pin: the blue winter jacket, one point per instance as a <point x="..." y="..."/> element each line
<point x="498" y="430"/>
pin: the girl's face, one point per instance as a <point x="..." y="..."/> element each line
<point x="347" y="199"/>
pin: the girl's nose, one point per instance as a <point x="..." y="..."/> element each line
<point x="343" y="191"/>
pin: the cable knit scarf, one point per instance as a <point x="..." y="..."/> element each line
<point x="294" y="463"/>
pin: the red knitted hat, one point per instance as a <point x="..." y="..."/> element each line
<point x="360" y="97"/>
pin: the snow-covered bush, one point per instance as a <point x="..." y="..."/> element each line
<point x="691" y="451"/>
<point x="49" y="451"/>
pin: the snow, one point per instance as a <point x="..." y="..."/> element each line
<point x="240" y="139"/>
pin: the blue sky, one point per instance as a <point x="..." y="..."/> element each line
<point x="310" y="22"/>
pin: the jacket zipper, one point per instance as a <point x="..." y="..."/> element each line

----

Exercise aim: Convert all of the data above into a numbered list, one line per item, and omit any blank lines.

Result of the exercise:
1. pin: the blue winter jacket, one point per instance as a <point x="..." y="..."/> element each line
2. <point x="498" y="430"/>
3. pin: the girl's face, one point per instance as a <point x="..." y="..."/> element each line
4. <point x="347" y="199"/>
5. pin: the girl's nose, one point per instance as a <point x="..." y="..."/> element each line
6. <point x="343" y="191"/>
7. pin: the cable knit scarf, one point per instance as a <point x="..." y="..."/> element each line
8. <point x="294" y="463"/>
9. pin: the red knitted hat, one point per instance as a <point x="..." y="..."/> element each line
10. <point x="360" y="97"/>
11. pin: the snow-covered bush, one point per instance as a <point x="..." y="..."/> element each line
12. <point x="691" y="451"/>
13. <point x="49" y="451"/>
14. pin: the snow, one point per instance as a <point x="..." y="..."/> element each line
15. <point x="240" y="139"/>
16. pin: the blue sky, one point per instance as a <point x="..." y="..."/> element each line
17. <point x="310" y="22"/>
18. pin: the jacket zipper, one point per instance as a <point x="..." y="..."/> element each line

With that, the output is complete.